◆ TEXT BLOCK:
- Born: Shabana Akhtar Bakhsh 1981 (age 44–45) Glasgow, Scotland
- Citizenship: Scottish
- Occupation: Actress
- Years active: 2002–present
- Known for: River City and Doctors

= Shabana Bakhsh =

Scottish actress

Shabana Akhtar Bakhsh is a Scottish actress who has appeared in soap operas such as River City and Doctors. Her best known role is in the BBC One school-based drama series Waterloo Road starring as English teacher Jasmine Koreshi.

==Biography==
Shabana Akhtar Bakhsh made her acting debut in River City as Zara Malik, who moved to Aberdeen. Her parents are of Pakistani origin. She went on to appear in Ken Loach's Ae Fond Kiss. She then became a regular in Doctors as Tasha Verma. She appeared in the BBC One school-based drama series, Waterloo Road, as newly qualified English teacher Jasmine Koreshi. She currently lives in Glasgow. In 2009 travelled around Scottish schools with TAG theatre company in the production "Yellow Moon", a play by David Greig, where she plays the character Silent Leila.

◆ PROVIDED DATA:

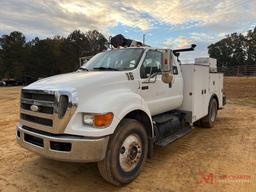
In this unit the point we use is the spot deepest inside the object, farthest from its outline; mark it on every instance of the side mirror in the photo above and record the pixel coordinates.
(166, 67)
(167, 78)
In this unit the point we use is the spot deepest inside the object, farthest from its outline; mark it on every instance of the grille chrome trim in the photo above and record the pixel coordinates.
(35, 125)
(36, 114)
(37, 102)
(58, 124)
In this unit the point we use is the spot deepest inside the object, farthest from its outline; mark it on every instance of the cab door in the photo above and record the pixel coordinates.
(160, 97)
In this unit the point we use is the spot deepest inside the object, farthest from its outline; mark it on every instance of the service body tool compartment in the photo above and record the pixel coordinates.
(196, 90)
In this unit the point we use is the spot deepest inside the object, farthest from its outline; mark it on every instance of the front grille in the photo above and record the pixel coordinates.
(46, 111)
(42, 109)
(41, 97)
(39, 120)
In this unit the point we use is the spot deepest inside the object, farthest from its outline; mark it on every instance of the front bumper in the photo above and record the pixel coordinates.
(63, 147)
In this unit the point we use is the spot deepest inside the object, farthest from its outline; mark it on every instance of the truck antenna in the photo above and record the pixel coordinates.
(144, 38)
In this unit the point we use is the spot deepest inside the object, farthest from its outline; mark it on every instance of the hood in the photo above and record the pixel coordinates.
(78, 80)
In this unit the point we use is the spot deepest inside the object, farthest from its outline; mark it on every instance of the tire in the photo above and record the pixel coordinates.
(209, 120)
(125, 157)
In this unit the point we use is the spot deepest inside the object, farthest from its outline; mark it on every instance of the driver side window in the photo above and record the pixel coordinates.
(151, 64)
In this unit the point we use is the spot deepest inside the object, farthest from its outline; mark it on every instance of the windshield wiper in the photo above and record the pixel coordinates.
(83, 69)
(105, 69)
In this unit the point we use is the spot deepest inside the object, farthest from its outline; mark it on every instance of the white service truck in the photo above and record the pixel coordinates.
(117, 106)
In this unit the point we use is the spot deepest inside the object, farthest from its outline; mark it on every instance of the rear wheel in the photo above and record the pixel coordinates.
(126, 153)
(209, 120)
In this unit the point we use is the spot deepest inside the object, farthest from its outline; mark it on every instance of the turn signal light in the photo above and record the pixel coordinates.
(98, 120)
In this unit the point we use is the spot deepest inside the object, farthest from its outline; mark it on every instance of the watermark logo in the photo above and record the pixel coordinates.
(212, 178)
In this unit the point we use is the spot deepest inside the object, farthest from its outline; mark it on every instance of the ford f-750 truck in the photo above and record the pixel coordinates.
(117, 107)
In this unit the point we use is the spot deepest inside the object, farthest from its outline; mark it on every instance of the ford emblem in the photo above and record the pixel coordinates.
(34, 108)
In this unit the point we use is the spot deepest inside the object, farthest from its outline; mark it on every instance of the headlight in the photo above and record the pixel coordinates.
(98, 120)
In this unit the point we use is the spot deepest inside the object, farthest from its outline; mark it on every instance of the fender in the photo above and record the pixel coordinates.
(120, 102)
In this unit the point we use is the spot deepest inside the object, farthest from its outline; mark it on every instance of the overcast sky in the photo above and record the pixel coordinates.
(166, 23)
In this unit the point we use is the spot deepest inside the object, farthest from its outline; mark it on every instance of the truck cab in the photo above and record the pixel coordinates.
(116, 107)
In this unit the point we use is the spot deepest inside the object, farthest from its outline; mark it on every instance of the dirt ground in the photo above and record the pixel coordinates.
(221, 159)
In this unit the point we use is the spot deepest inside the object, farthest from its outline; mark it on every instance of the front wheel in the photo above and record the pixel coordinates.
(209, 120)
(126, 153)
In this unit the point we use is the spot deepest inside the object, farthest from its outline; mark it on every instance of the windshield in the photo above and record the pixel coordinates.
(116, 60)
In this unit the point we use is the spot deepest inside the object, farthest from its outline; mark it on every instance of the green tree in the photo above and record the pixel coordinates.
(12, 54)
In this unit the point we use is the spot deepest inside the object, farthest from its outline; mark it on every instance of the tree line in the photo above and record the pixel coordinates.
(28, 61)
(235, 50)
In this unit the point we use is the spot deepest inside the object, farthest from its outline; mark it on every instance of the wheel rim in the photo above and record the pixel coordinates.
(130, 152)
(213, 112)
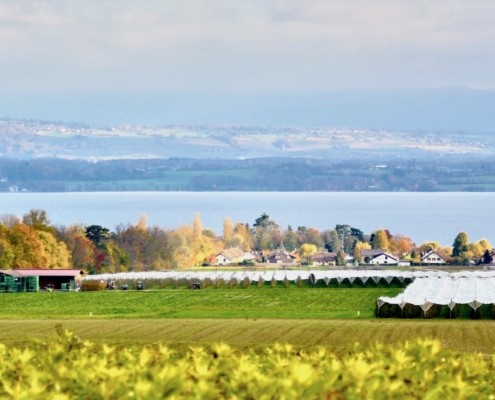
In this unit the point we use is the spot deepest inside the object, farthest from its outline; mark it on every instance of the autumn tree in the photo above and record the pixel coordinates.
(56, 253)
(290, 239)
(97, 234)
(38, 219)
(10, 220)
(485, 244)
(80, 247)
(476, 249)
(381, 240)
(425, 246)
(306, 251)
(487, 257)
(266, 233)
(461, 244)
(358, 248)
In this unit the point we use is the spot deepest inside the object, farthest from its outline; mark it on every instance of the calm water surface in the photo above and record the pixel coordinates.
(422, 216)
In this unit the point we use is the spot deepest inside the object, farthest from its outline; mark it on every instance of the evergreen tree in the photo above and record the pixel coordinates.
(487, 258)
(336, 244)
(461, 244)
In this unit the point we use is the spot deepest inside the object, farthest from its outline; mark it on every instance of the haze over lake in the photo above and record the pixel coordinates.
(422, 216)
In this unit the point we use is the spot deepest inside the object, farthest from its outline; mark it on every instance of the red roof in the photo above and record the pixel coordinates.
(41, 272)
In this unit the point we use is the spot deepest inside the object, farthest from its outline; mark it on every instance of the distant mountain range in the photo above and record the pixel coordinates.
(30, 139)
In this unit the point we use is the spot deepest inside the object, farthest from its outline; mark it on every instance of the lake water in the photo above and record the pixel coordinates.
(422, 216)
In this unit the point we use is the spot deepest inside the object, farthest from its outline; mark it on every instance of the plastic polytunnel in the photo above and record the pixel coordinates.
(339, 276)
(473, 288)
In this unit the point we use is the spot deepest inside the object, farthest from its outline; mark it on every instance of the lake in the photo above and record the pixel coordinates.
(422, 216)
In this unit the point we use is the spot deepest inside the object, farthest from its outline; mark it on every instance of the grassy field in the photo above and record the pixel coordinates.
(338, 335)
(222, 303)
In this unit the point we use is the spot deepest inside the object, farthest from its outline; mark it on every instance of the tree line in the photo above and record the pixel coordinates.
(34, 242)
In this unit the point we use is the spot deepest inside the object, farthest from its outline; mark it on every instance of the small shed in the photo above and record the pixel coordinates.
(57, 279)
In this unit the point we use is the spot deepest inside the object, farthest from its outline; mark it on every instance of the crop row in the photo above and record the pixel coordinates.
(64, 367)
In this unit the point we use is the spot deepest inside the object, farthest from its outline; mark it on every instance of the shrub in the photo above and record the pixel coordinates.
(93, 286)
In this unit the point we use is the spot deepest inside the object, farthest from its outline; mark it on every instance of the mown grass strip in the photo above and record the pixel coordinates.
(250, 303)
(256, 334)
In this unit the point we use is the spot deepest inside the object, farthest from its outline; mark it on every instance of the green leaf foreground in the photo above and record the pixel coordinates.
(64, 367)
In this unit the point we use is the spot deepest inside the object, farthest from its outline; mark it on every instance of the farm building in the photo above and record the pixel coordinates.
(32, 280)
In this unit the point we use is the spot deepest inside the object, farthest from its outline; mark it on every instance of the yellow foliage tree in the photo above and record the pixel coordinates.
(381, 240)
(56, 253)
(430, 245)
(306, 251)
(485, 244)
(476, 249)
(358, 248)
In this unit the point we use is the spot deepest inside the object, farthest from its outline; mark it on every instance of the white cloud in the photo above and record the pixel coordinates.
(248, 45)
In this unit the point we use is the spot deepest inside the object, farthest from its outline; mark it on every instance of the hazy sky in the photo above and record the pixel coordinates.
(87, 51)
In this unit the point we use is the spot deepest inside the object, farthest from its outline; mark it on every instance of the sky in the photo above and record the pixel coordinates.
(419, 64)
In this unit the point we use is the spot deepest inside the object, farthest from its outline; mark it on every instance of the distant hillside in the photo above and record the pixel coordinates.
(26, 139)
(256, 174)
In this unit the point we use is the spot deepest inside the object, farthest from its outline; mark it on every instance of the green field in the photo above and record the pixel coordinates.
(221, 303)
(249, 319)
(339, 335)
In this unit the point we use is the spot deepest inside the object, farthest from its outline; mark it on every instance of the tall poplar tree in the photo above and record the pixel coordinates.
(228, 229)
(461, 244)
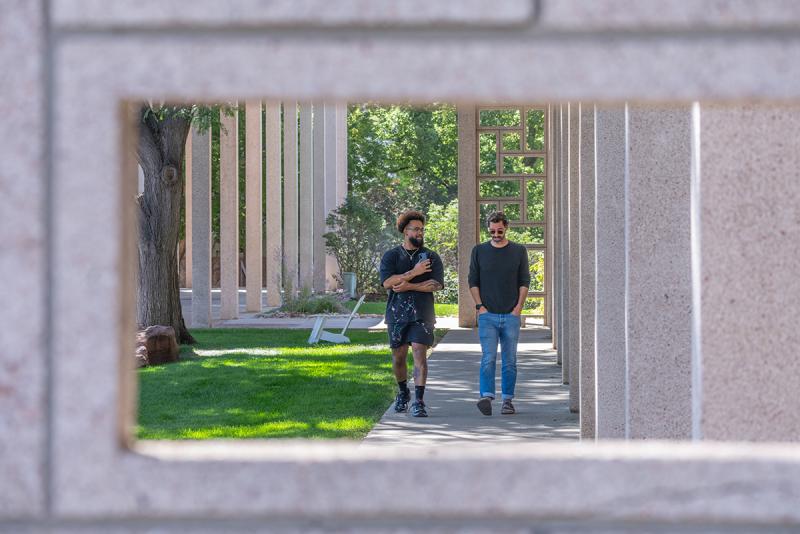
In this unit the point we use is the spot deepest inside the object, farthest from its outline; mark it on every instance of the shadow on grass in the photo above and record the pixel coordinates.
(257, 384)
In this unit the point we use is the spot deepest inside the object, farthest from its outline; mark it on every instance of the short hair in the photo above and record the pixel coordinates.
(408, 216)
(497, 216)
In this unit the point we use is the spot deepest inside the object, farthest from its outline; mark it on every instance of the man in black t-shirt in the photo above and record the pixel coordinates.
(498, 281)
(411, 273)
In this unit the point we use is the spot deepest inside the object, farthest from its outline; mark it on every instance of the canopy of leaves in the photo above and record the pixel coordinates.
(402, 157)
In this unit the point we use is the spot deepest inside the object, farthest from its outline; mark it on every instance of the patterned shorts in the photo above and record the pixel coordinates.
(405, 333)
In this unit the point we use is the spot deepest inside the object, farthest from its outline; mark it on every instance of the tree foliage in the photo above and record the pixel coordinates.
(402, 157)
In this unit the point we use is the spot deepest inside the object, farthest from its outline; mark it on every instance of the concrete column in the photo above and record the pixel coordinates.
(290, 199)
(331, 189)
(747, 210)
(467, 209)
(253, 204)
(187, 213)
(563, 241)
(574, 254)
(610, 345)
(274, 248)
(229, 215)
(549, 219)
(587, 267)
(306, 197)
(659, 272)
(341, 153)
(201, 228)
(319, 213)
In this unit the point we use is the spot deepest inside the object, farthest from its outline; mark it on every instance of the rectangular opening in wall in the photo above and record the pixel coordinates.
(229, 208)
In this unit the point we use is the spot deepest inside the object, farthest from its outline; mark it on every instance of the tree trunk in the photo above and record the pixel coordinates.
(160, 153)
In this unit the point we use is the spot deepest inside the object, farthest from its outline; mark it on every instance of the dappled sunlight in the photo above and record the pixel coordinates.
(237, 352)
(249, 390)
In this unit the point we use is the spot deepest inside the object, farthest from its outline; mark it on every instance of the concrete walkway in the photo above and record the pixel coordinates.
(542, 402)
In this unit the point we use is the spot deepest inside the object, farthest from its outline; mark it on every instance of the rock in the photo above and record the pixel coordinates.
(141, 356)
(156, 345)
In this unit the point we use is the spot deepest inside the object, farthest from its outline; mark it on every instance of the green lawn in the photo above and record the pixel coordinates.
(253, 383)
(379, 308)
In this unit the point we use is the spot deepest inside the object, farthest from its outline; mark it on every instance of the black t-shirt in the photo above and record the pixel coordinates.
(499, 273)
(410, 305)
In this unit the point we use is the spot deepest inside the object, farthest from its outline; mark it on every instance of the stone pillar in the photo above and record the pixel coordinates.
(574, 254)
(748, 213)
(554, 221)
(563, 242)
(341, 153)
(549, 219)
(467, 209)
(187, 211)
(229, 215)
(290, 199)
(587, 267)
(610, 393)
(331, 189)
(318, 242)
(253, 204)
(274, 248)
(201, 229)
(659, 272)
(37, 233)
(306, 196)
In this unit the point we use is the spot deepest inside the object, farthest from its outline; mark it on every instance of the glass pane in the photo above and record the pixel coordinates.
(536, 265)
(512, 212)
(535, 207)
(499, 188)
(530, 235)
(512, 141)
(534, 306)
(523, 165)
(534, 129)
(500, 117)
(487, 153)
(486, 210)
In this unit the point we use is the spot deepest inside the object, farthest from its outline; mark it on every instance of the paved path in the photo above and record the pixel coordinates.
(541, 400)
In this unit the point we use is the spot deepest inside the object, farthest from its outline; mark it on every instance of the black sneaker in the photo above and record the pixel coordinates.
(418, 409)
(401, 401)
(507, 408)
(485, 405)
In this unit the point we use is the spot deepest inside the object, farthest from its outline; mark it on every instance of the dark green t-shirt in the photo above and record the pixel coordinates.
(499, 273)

◆ AIM 1:
Turn the paragraph of the Shabana Bakhsh text that begins "Shabana Akhtar Bakhsh made her acting debut" into a short bulleted list that keeps its main facts.
◆ AIM 2:
Reproduce the passage of the Shabana Bakhsh text starting at "- Born: Shabana" and ending at "as English teacher Jasmine Koreshi.".

◆ TASK OUTPUT 1:
- Made her acting debut in River City as Zara Malik
- Parents are of Pakistani origin
- Appeared in Ken Loach's Ae Fond Kiss
- Became a regular in Doctors as Tasha Verma
- Played newly qualified English teacher Jasmine Koreshi in the BBC One school drama Waterloo Road
- Currently lives in Glasgow
- In 2009, toured Scottish schools with TAG theatre company in David Greig's play "Yellow Moon", playing Silent Leila

◆ TASK OUTPUT 2:
- Born: Shabana Akhtar Bakhsh 1981 (age 44–45) Glasgow, Scotland
- Citizenship: Scottish
- Occupation: Actress
- Years active: 2002–present
- Known for: River City and Doctors

= Shabana Bakhsh =

Scottish actress

Shabana Akhtar Bakhsh is a Scottish actress who has appeared in soap operas such as River City and Doctors. Her best known role is in the BBC One school-based drama series Waterloo Road starring as English teacher Jasmine Koreshi.